▸ **Supplied passage**
━━━━━━━━━━━━━━━━
Here is the kicker. After seeing the numbers he says "But this was just one month. We don't have stuff like this every month. So, where is that money."
How naive my man is. "This dear, is why we have no money - something comes up EVERY month." I proceeded to list in detail, each months "surprise". He was shocked when 4 months this year already had 4 big college bills. The rest of the months were filled with items that "we just had to have". Many that guilt was pushed on me - where he said something like this "I work hard, I deserve this. I never get anything."
Which took me to the point of telling him "You get everything you want!"
How can we change the way he thinks, in order to save ourselves financially. We will always spin our wheels, where we should be taking huge steps 8 of the 12 months. Okay, 7 of the 12 months, if you consider Christmas with the 4 college months.
We both need to change our thought patterns. He needs to realize how lucky he is. And I need to stop feeling so guilty and falling into his steps.
It has been over a year, since we broke free from the financial crunch. Now, how can we free our minds?

Tuesday, July 29, 2008

Keeping Private - Private

I am a put off to the last minute filer. Oh sure, I have my moments, when I am on the ball and up to date and can see my desk. Although, honestly, I maintain an organized mess more then not. Luckily, this year has gone better then past. I can only guess because of my loosening time constraints - bye,bye laundry. :-)
As of yesterday morning, all 2008 paperwork had been turned into electronic files and filed. Less, July and a few pieces for June. Yay, I'm not too far behind.
One of my have to get done's before vacation, is clear the desk. I have a lot of personal information on my desk. For us, for our kids, for our businesses, as well is for all my customers. As a general rule I don't keep anything on the desk that can't be viewed on a walk by, but stuff is there.
I really do trust the individual, dog and house sitting for us, but I believe it is always better to move with caution. So clearing and locking away personal documents and information is of the utmost importance to me.
I worked until 9 pm last night. And completed a ton of this. My office almost looks like, no one works here. All of 2008 is scanned and burned to disk. All the backup paperwork is filed, in a locking cabinet. Just need a few more areas picked up and the office will be closed.
Well, except for working this week.
I missed dinner and any DH time. And did it willingly!!!!! DH came home full of piss and vinegar yesterday. My office was the safest place to stay. I don't know what happened at work. Could have been nothing more then the heat. All I know is I am grateful to be busy and out of his way.

Saturday, July 26, 2008

Email Regarding Federal Regulations for Credit Card Companies

I'm fully aware that I am not one that flows with the majority on this topic, so please realize this is simply my opinion and nothing more or less.

I received an email from a Mr. Aaron Fanetti, the site owner of No Card Tricks. He is looking to spread the word about Federal Reserve Board Docket R-1314. He provides a ton of information for anyone to review and links to the Federal Reserve and other important news areas, regarding this item.

I, personally, can not support this item. Not because I don't feel that people are being shafted and financially scarred by credit card companies. I know many folks that are and frankly, I was one of them not so long ago.

Why I don't support this type of thing:

  1. We, as consumers, need to take responsibility for our actions
  2. We, as consumers, need to be educated and make competent choices.
  3. We, as consumers, need to protect ourselves from this type of vulture.
  4. The Government is in too much of our business already.
━━━━━━━━━━━━━━━━
▸ **Given material**

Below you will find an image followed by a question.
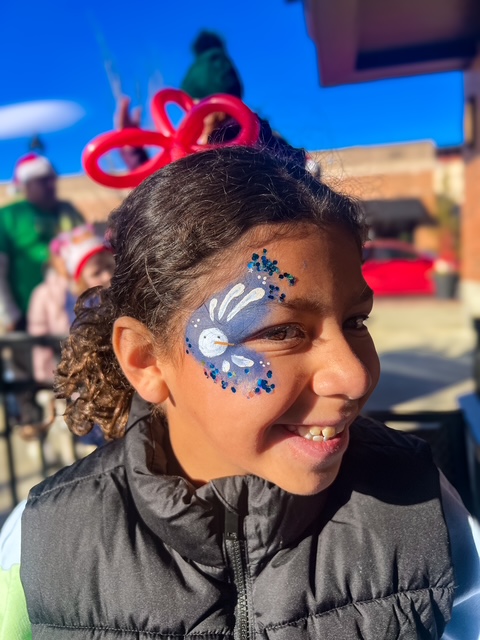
━━━━━━━━━━━━━━━━
▸ **Directive**
Decide whether each statement agrees with the blog excerpt, answering yes or no and quoting the words from it that settle the matter. (a) All of the writer's 2008 paperwork has been scanned and burned to disk. (b) The writer supports Federal Reserve Board Docket R-1314. (c) Four months this year had big college bills.

▸ **Solution to this task**
(a) Yes: "All of 2008 is scanned and burned to disk."
(b) No: "I, personally, can not support this item."
(c) Yes: "4 months this year already had 4 big college bills."